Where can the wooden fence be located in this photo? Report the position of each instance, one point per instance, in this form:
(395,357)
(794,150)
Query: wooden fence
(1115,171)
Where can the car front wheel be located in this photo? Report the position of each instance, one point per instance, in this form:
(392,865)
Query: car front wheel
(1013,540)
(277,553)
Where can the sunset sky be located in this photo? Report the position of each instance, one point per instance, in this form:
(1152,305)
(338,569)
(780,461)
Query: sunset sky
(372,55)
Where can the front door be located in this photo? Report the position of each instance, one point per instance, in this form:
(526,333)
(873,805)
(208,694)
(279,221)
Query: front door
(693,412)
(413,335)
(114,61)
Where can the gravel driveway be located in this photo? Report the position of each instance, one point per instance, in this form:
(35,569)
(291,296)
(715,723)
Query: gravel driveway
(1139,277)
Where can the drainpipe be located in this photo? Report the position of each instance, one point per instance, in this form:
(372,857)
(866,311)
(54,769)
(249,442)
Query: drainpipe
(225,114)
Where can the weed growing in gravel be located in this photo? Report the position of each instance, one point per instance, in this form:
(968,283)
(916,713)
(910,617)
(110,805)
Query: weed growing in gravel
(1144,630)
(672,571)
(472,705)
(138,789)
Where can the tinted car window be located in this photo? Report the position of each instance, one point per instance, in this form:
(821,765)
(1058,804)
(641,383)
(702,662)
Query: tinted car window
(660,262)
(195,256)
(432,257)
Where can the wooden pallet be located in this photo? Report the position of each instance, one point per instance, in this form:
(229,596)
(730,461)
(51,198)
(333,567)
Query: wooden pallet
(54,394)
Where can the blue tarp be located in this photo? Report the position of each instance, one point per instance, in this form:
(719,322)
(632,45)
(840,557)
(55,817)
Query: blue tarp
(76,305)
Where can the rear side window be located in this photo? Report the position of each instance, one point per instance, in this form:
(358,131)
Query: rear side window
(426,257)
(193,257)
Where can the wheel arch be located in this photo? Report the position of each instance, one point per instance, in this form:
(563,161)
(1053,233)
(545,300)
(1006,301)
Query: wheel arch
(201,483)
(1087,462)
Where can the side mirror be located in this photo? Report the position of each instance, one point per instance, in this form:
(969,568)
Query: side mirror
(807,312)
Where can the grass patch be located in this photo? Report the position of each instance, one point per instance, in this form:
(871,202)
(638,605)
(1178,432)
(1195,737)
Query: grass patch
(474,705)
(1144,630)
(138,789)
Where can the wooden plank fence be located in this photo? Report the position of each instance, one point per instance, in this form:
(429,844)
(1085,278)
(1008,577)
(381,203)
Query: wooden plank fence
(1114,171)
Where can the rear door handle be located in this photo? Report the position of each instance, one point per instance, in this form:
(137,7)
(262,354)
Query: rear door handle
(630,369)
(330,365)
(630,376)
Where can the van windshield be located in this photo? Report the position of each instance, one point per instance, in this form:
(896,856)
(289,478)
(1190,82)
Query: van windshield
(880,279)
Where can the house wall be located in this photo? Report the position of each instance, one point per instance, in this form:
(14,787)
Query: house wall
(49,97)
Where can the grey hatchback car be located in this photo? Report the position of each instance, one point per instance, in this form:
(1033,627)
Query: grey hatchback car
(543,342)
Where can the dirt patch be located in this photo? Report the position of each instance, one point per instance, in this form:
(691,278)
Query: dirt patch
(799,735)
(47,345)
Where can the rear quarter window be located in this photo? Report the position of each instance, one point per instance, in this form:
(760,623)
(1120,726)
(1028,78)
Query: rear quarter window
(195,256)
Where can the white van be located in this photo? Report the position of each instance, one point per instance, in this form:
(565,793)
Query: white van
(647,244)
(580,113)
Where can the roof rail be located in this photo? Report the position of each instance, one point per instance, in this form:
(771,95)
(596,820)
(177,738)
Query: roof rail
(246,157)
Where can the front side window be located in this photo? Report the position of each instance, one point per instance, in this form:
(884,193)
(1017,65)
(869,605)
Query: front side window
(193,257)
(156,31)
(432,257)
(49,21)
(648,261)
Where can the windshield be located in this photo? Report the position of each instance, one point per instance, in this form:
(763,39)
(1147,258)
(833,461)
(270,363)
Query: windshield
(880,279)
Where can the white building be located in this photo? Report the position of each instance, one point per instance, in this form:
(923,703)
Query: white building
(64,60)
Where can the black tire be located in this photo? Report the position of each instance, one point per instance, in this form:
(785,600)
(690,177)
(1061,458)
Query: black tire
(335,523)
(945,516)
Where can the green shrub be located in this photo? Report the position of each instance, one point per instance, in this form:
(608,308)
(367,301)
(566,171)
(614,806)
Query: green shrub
============================================================
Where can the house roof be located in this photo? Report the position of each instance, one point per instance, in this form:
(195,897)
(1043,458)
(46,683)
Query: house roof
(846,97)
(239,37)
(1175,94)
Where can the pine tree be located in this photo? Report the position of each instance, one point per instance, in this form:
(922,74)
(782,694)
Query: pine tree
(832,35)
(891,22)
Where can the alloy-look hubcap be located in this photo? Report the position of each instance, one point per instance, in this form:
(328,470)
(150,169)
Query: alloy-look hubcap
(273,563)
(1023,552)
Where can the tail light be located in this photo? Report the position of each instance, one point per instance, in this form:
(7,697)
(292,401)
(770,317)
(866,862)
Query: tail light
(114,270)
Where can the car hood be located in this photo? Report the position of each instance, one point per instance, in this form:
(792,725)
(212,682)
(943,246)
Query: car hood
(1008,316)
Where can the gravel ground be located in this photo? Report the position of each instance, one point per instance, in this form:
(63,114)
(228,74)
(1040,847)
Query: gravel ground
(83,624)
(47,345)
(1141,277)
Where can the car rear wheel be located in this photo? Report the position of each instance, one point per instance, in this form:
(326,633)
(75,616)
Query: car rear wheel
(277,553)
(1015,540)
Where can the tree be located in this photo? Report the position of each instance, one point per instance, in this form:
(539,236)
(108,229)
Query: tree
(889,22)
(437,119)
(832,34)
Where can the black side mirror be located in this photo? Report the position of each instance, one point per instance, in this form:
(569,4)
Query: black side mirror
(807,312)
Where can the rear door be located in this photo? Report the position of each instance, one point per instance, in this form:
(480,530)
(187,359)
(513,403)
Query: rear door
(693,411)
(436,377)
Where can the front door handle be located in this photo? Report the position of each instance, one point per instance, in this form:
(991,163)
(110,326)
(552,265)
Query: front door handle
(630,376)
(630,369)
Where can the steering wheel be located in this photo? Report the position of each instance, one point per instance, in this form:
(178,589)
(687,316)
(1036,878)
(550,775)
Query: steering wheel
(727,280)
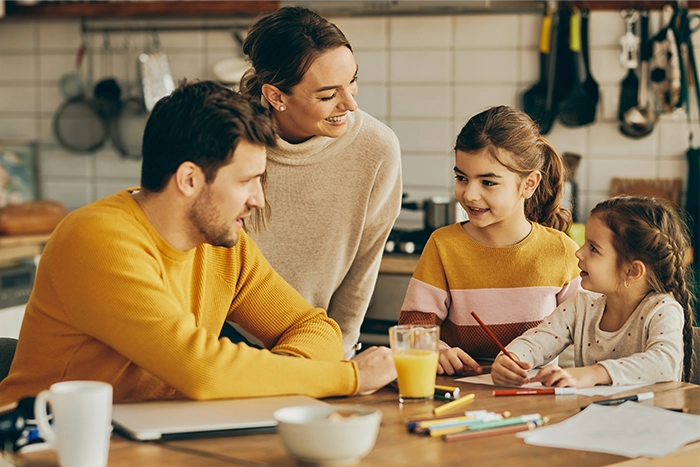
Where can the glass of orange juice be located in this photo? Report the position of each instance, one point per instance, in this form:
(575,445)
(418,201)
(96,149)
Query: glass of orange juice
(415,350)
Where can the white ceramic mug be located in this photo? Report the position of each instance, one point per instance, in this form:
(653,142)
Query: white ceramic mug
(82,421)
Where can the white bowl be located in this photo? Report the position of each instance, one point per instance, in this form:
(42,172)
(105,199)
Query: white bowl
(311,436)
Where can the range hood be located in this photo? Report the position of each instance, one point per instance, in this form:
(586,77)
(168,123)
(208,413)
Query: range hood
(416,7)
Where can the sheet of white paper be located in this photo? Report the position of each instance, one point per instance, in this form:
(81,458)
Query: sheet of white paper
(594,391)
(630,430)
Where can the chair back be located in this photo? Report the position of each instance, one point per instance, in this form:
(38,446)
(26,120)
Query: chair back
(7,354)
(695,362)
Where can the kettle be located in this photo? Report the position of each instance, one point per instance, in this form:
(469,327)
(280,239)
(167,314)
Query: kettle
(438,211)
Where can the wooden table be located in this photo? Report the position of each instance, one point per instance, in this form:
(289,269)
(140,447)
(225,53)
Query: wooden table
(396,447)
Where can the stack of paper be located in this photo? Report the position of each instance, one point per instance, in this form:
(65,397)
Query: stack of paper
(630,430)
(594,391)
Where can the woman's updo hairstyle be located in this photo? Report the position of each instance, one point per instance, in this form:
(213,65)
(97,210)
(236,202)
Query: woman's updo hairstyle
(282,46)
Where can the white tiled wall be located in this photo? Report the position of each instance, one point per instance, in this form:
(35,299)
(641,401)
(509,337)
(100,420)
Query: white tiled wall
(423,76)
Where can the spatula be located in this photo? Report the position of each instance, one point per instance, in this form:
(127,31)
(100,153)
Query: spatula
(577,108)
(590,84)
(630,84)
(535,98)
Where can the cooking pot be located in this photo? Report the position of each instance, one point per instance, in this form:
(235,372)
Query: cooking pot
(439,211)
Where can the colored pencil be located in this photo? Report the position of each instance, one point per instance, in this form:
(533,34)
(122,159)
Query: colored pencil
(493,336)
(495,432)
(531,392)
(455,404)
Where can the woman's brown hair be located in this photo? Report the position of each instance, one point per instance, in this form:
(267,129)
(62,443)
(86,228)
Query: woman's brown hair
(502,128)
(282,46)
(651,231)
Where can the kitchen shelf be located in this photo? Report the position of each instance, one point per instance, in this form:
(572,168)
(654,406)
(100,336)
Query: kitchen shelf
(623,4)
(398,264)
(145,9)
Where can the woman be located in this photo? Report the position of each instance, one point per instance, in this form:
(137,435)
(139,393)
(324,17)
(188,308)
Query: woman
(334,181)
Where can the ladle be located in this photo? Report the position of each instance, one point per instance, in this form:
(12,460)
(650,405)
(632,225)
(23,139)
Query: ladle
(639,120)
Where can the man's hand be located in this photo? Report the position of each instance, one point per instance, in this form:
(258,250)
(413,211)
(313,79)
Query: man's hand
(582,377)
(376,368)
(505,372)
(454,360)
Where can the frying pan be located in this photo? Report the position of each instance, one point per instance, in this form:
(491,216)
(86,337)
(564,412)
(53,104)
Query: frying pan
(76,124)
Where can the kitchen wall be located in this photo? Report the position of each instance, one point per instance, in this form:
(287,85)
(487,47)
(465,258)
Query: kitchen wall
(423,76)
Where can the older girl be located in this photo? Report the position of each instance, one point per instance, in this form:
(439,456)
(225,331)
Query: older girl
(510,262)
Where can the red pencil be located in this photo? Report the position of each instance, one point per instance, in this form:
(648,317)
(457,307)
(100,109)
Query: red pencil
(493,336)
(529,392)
============================================================
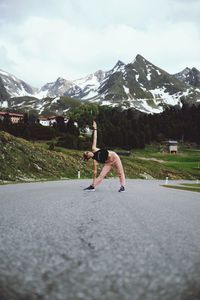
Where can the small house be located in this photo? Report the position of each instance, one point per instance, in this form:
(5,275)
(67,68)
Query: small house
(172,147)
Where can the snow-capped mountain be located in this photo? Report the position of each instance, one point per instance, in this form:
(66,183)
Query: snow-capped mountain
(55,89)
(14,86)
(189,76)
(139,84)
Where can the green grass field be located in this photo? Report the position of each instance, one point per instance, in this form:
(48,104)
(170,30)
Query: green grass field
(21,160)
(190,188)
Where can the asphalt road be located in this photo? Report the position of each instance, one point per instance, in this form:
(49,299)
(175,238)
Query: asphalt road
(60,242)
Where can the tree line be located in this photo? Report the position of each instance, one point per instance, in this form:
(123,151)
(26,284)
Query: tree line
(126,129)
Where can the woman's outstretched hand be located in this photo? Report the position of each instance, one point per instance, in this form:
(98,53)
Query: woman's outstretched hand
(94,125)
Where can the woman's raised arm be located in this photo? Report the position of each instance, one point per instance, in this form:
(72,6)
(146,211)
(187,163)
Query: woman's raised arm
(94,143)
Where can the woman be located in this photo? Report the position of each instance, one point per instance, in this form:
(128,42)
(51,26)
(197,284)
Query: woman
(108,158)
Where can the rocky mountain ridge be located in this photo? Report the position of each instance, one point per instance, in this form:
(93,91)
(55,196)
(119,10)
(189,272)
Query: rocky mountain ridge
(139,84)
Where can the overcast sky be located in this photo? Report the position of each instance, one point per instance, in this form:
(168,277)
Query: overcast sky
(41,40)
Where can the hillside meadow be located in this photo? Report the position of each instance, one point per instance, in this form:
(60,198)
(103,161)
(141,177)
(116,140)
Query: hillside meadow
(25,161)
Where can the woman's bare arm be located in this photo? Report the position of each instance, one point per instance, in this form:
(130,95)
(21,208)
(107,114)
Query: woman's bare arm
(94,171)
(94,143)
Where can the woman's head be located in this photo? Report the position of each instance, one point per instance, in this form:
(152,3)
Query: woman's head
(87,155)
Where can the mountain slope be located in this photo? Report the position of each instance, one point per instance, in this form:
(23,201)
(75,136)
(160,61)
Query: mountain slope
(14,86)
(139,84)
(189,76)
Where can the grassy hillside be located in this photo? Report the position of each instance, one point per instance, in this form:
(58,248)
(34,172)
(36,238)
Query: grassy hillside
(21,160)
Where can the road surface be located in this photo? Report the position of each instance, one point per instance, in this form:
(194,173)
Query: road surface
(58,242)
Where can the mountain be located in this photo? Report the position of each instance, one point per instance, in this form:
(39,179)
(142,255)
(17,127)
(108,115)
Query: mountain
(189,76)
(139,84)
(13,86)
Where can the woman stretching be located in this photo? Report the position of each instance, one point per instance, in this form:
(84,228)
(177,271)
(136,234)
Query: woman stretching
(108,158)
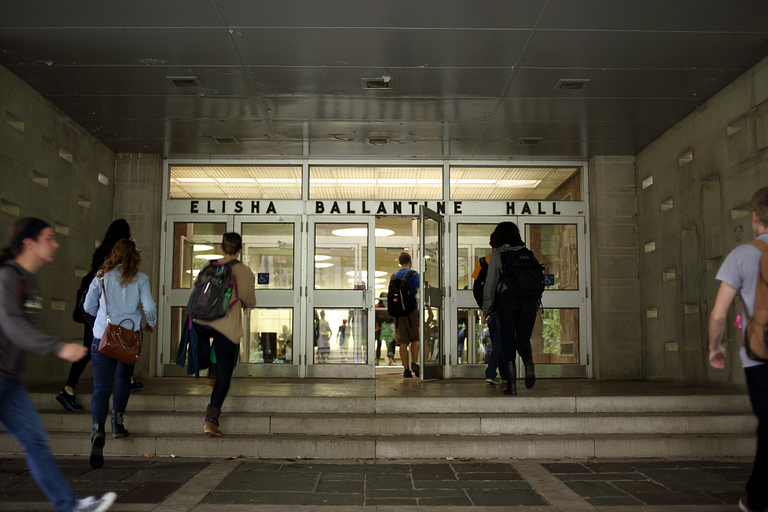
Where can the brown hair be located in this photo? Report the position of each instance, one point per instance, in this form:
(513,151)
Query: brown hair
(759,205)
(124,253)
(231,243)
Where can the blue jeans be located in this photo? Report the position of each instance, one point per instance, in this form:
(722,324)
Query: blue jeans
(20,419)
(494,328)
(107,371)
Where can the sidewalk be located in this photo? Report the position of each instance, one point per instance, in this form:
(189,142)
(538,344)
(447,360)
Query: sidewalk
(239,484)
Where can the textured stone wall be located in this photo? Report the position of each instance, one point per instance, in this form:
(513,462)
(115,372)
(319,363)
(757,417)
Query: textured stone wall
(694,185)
============================================================
• _Exercise requirements_
From the records, determine the number of lines holding the word "shrub", and state that number only.

• _Answer space_
2